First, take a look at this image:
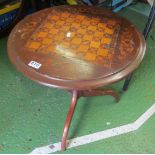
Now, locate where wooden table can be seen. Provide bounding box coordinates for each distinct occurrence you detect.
[7,5,146,151]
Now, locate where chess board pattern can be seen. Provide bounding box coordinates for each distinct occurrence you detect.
[25,6,121,66]
[8,5,142,81]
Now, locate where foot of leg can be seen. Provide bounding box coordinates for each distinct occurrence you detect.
[61,90,78,151]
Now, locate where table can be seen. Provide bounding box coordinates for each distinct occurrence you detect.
[7,5,146,151]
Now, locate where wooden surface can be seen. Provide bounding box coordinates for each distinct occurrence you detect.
[7,5,146,90]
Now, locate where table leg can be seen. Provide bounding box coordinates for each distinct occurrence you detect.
[122,74,133,91]
[80,89,120,102]
[61,88,119,151]
[61,90,78,151]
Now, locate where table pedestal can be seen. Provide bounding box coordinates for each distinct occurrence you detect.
[61,89,120,151]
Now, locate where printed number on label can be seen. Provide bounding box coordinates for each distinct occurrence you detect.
[28,61,42,69]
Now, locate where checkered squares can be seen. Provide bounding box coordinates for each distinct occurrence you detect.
[26,7,120,65]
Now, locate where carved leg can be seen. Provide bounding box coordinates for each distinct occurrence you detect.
[80,89,120,102]
[61,90,78,151]
[61,88,119,151]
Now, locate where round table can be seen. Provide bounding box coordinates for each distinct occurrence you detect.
[7,5,146,151]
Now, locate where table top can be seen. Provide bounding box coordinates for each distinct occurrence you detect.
[7,5,146,90]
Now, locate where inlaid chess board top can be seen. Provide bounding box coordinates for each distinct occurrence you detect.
[8,5,145,89]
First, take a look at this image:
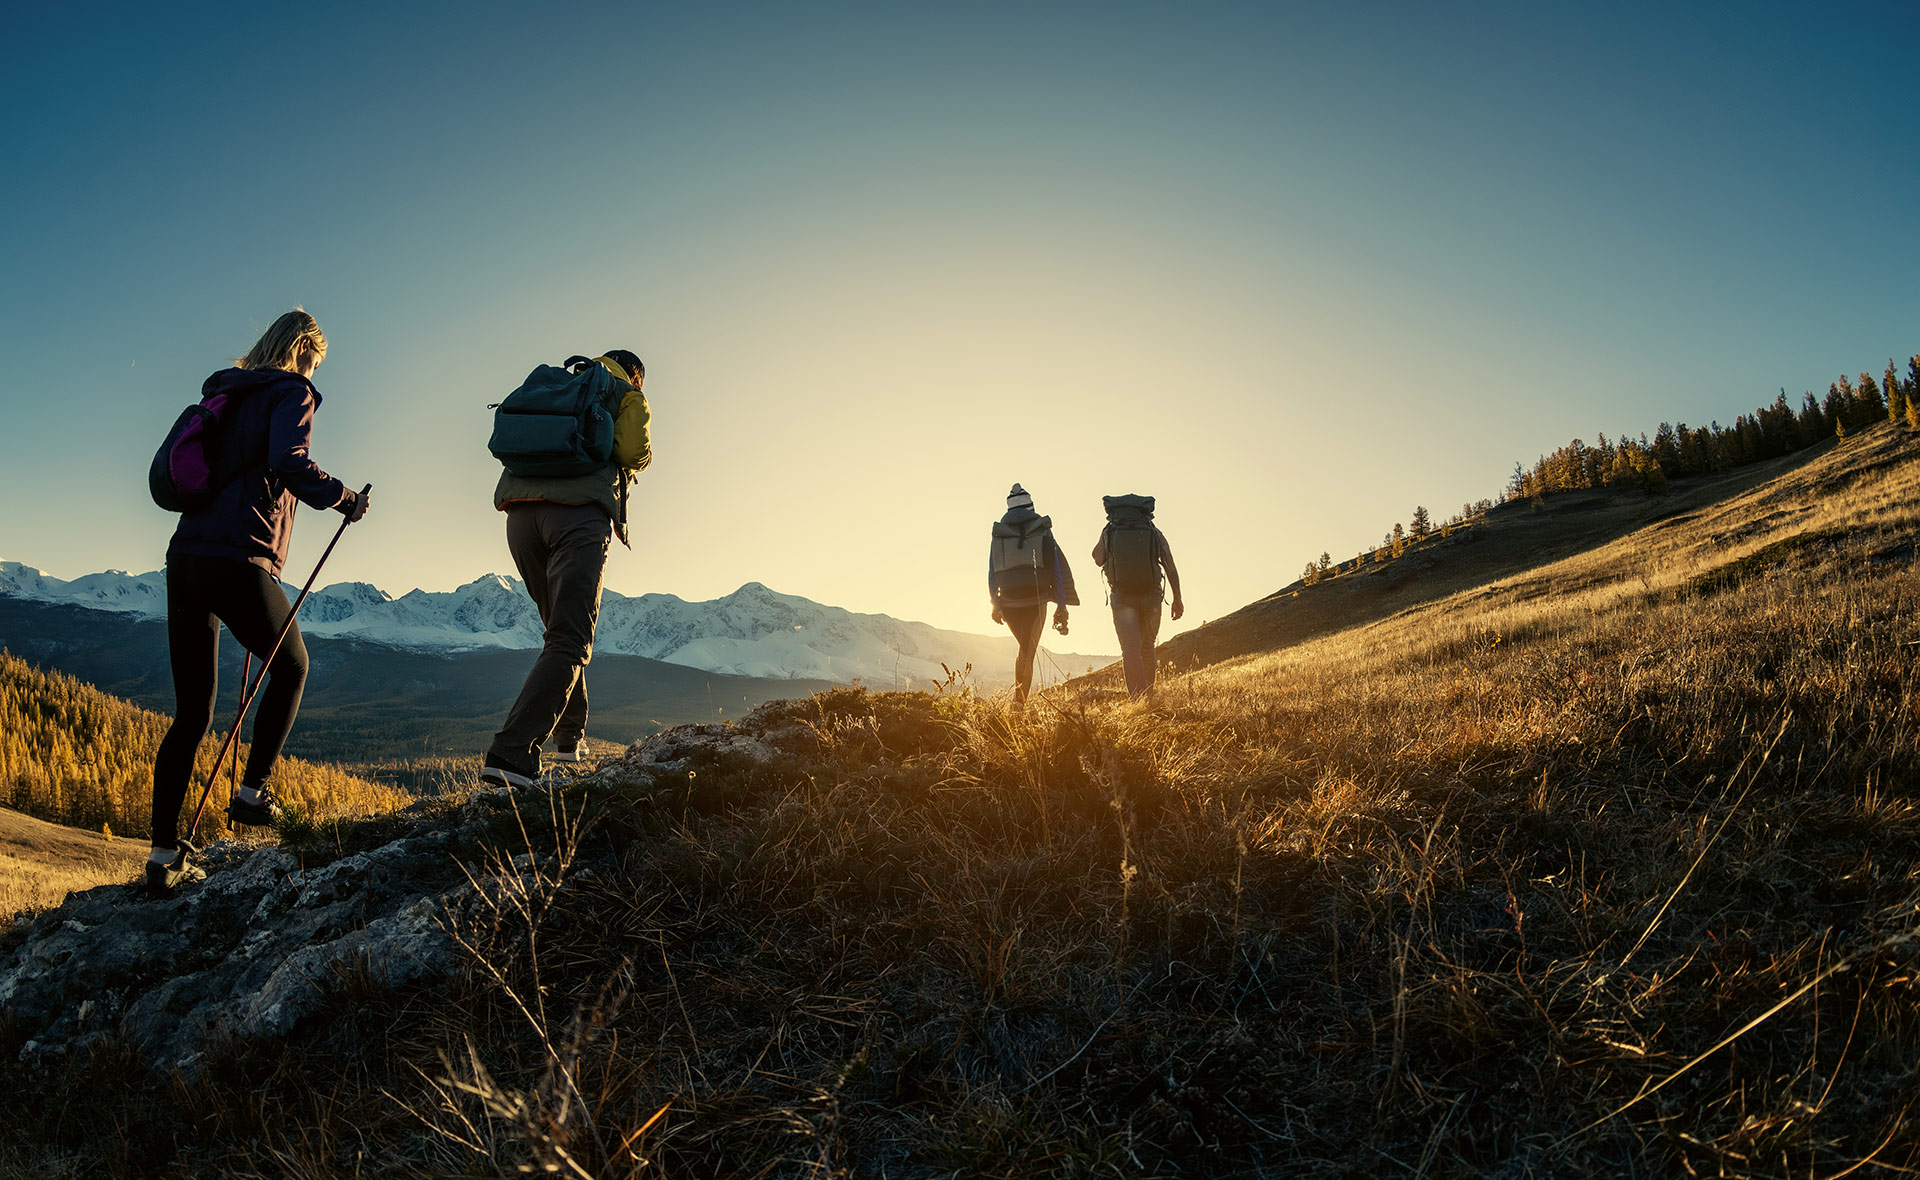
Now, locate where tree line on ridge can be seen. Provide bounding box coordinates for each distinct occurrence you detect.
[1302,353,1920,586]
########################################
Problem
Everything from the line holding "Now, locate where table top" to the close of the records should be written out exactly, both ends included, with pictures omitted.

Task response
Now, locate where table top can be seen. Provide bounding box coordinates for each distinct occurrence you detect.
[7,5,146,90]
Now, locate where inlaid chess board top can be seen. Provide bounding box coordinates for each distinct occurrence you detect.
[8,5,145,89]
First, take a look at this image:
Now, locate where tree line on ridge can be seen. Provide bounding box coordinates for each distinct occurrence you detect.
[1302,353,1920,586]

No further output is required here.